## TASK OBJECTIVE
Reproduce every one of the entries below verbatim, leaving the image out of your copy.

== GIVEN RECORDS ==

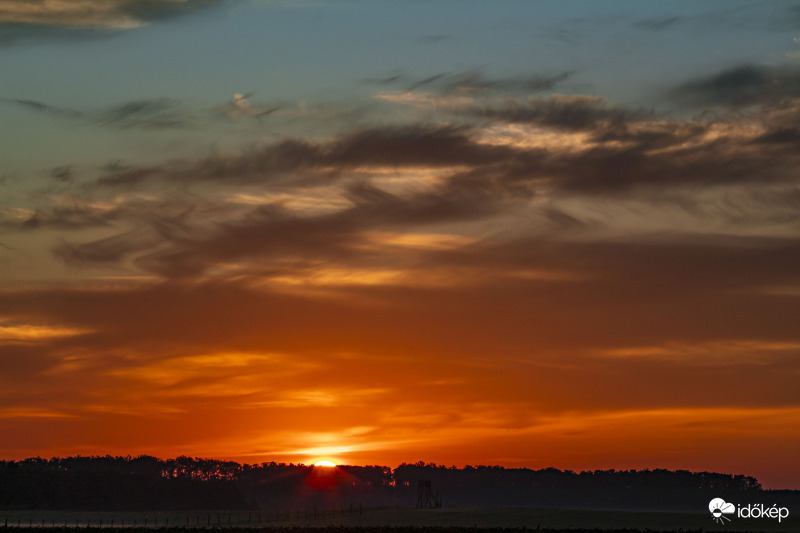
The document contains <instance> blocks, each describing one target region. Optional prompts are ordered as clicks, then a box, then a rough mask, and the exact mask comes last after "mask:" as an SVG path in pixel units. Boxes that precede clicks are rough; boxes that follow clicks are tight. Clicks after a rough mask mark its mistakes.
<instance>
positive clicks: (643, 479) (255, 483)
mask: <svg viewBox="0 0 800 533" xmlns="http://www.w3.org/2000/svg"><path fill="white" fill-rule="evenodd" d="M420 480H427V481H430V482H431V486H432V487H433V490H434V491H435V492H436V494H437V495H438V497H439V498H441V501H442V502H443V504H444V505H445V506H455V505H506V506H533V507H592V508H618V509H664V510H672V509H675V510H682V509H689V508H696V507H697V502H703V501H705V502H707V501H708V500H709V499H710V498H711V497H722V498H730V499H732V500H733V501H736V499H737V497H739V499H742V498H741V496H742V494H743V493H748V500H749V499H753V498H750V496H754V497H755V496H757V495H758V493H764V492H766V491H763V490H762V488H761V485H760V483H759V482H758V480H756V479H755V478H753V477H751V476H745V475H730V474H720V473H713V472H689V471H686V470H674V471H673V470H665V469H655V470H595V471H585V472H573V471H570V470H558V469H555V468H545V469H540V470H532V469H528V468H505V467H501V466H475V467H473V466H466V467H464V468H456V467H452V466H451V467H445V466H440V465H436V464H433V463H424V462H418V463H414V464H407V463H403V464H401V465H400V466H398V467H396V468H394V469H392V468H389V467H386V466H376V465H373V466H338V467H336V468H319V467H313V466H311V465H303V464H292V463H290V464H286V463H276V462H264V463H260V464H240V463H237V462H234V461H221V460H216V459H201V458H191V457H185V456H181V457H177V458H174V459H166V460H163V459H158V458H156V457H150V456H144V455H143V456H138V457H130V456H128V457H111V456H105V457H97V456H92V457H82V456H77V457H64V458H61V457H54V458H52V459H43V458H38V457H37V458H29V459H25V460H21V461H0V508H4V509H59V510H97V511H123V510H125V511H131V510H137V511H140V510H141V511H143V510H153V511H157V510H201V509H231V510H247V509H250V510H275V509H286V508H311V507H312V506H313V507H317V506H318V507H319V508H335V507H339V506H349V505H353V504H355V505H357V506H358V505H364V506H379V505H403V506H413V505H415V502H416V501H417V487H418V484H419V481H420ZM798 494H800V491H770V498H772V499H780V500H784V499H786V498H789V499H792V501H794V502H797V501H798V500H800V498H798ZM770 503H772V501H770Z"/></svg>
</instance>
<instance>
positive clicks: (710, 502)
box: [708, 498, 736, 524]
mask: <svg viewBox="0 0 800 533" xmlns="http://www.w3.org/2000/svg"><path fill="white" fill-rule="evenodd" d="M708 510H709V511H711V516H712V517H713V519H714V522H717V523H718V524H724V523H725V521H726V520H727V521H728V522H730V521H731V519H730V518H728V517H727V516H725V515H726V514H733V513H735V512H736V506H735V505H733V504H732V503H726V502H725V500H723V499H722V498H714V499H713V500H711V501H710V502H708Z"/></svg>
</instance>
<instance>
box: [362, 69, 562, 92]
mask: <svg viewBox="0 0 800 533" xmlns="http://www.w3.org/2000/svg"><path fill="white" fill-rule="evenodd" d="M572 74H573V73H572V72H561V73H558V74H553V75H538V74H532V75H528V76H523V75H520V76H510V77H502V78H497V77H494V78H492V77H488V76H486V75H485V74H483V73H482V72H481V71H480V70H467V71H462V72H455V73H451V72H441V73H438V74H433V75H431V76H427V77H425V78H418V79H415V78H411V77H410V76H407V75H405V74H393V75H390V76H385V77H380V78H368V79H367V80H365V81H367V82H368V83H373V84H377V85H403V86H405V87H406V90H407V91H417V90H427V91H435V92H437V93H440V94H470V95H481V94H493V93H494V94H496V93H503V94H519V93H522V94H528V93H536V92H543V91H550V90H552V89H554V88H555V87H556V86H558V85H560V84H562V82H564V81H566V80H568V79H569V78H570V77H571V76H572Z"/></svg>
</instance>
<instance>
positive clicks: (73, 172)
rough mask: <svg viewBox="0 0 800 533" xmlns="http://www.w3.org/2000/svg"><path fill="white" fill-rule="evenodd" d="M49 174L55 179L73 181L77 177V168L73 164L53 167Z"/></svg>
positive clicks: (60, 180) (68, 182) (63, 180)
mask: <svg viewBox="0 0 800 533" xmlns="http://www.w3.org/2000/svg"><path fill="white" fill-rule="evenodd" d="M49 174H50V176H51V177H52V178H53V179H54V180H56V181H60V182H62V183H72V181H73V180H74V179H75V169H74V167H73V166H72V165H62V166H59V167H55V168H52V169H50V172H49Z"/></svg>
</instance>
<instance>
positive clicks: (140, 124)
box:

===

## EXPECTED OUTPUT
The document contains <instance> blocks, each describing one target region. Optional prompts are ordered as clicks, then a box, then a rough mask, and the exact mask comes last after "mask:" as an SVG path in pixel units. Boxes that precede clicks are rough; boxes that follow clicks are tight. Clicks after a rough mask mark its mistakes.
<instance>
positive clicks: (643, 479) (255, 483)
mask: <svg viewBox="0 0 800 533" xmlns="http://www.w3.org/2000/svg"><path fill="white" fill-rule="evenodd" d="M420 480H427V481H430V482H431V486H432V487H433V490H434V491H435V492H436V494H437V495H438V497H439V498H441V501H442V502H443V504H444V505H445V506H455V505H506V506H533V507H592V508H618V509H664V510H672V509H675V510H682V509H689V508H696V507H697V502H703V501H705V502H707V501H708V500H709V499H710V498H711V497H722V498H730V499H732V500H733V501H736V499H737V497H739V499H742V498H741V496H742V494H743V493H748V500H749V499H753V498H750V496H754V497H755V496H757V495H758V493H764V492H766V491H763V490H762V488H761V485H760V483H759V482H758V480H756V479H755V478H753V477H751V476H745V475H730V474H720V473H713V472H689V471H686V470H674V471H673V470H665V469H655V470H595V471H585V472H573V471H570V470H558V469H555V468H545V469H540V470H532V469H528V468H505V467H501V466H475V467H473V466H466V467H464V468H456V467H452V466H451V467H445V466H440V465H436V464H433V463H424V462H418V463H414V464H407V463H403V464H401V465H400V466H398V467H396V468H394V469H392V468H389V467H386V466H376V465H373V466H338V467H336V468H319V467H313V466H311V465H303V464H292V463H290V464H286V463H276V462H264V463H260V464H240V463H237V462H234V461H221V460H216V459H201V458H191V457H185V456H181V457H177V458H174V459H166V460H163V459H158V458H156V457H150V456H144V455H143V456H138V457H130V456H128V457H111V456H105V457H97V456H92V457H82V456H77V457H64V458H61V457H54V458H52V459H43V458H38V457H37V458H29V459H25V460H21V461H0V508H4V509H59V510H97V511H123V510H125V511H131V510H137V511H140V510H141V511H143V510H153V511H157V510H201V509H231V510H247V509H250V510H275V509H286V508H311V507H312V506H313V507H317V506H318V507H319V508H335V507H339V506H349V505H353V504H355V505H357V506H358V505H364V506H379V505H403V506H413V505H415V502H416V501H417V487H418V484H419V481H420ZM798 494H800V491H770V498H772V499H780V500H784V499H786V498H789V499H792V501H794V502H797V501H798V500H800V498H798ZM770 503H772V501H770Z"/></svg>
</instance>
<instance>
positive clicks: (710, 502)
box: [708, 498, 736, 524]
mask: <svg viewBox="0 0 800 533" xmlns="http://www.w3.org/2000/svg"><path fill="white" fill-rule="evenodd" d="M708 510H709V511H711V516H712V517H713V519H714V522H717V523H718V524H724V523H725V521H726V520H727V521H728V522H730V521H731V519H730V518H728V517H727V516H725V515H726V514H733V513H735V512H736V506H735V505H733V504H732V503H726V502H725V500H723V499H722V498H714V499H713V500H711V501H710V502H708Z"/></svg>
</instance>
<instance>
box: [362, 69, 562, 92]
mask: <svg viewBox="0 0 800 533" xmlns="http://www.w3.org/2000/svg"><path fill="white" fill-rule="evenodd" d="M572 74H573V73H572V72H561V73H558V74H553V75H538V74H532V75H528V76H523V75H520V76H510V77H502V78H497V77H494V78H492V77H488V76H486V75H485V74H483V73H482V72H481V71H480V70H467V71H462V72H455V73H451V72H441V73H438V74H433V75H431V76H427V77H425V78H418V79H415V78H411V77H410V76H407V75H405V74H393V75H390V76H385V77H380V78H368V79H367V80H365V81H367V82H368V83H373V84H377V85H403V86H405V87H406V90H407V91H417V90H427V91H435V92H437V93H440V94H470V95H481V94H493V93H494V94H496V93H503V94H519V93H522V94H528V93H536V92H543V91H550V90H552V89H554V88H555V87H556V86H558V85H560V84H562V82H564V81H566V80H568V79H569V78H570V77H571V76H572Z"/></svg>
</instance>
<instance>
positive clicks: (73, 172)
rough mask: <svg viewBox="0 0 800 533" xmlns="http://www.w3.org/2000/svg"><path fill="white" fill-rule="evenodd" d="M49 174L55 179L73 181L77 177V168L73 164L53 167Z"/></svg>
positive clicks: (60, 180) (68, 182) (63, 180)
mask: <svg viewBox="0 0 800 533" xmlns="http://www.w3.org/2000/svg"><path fill="white" fill-rule="evenodd" d="M49 174H50V176H51V177H52V178H53V179H54V180H56V181H60V182H62V183H72V181H73V180H74V179H75V169H74V167H73V166H72V165H62V166H59V167H55V168H52V169H50V172H49Z"/></svg>
</instance>
<instance>
positive clicks: (140, 124)
box:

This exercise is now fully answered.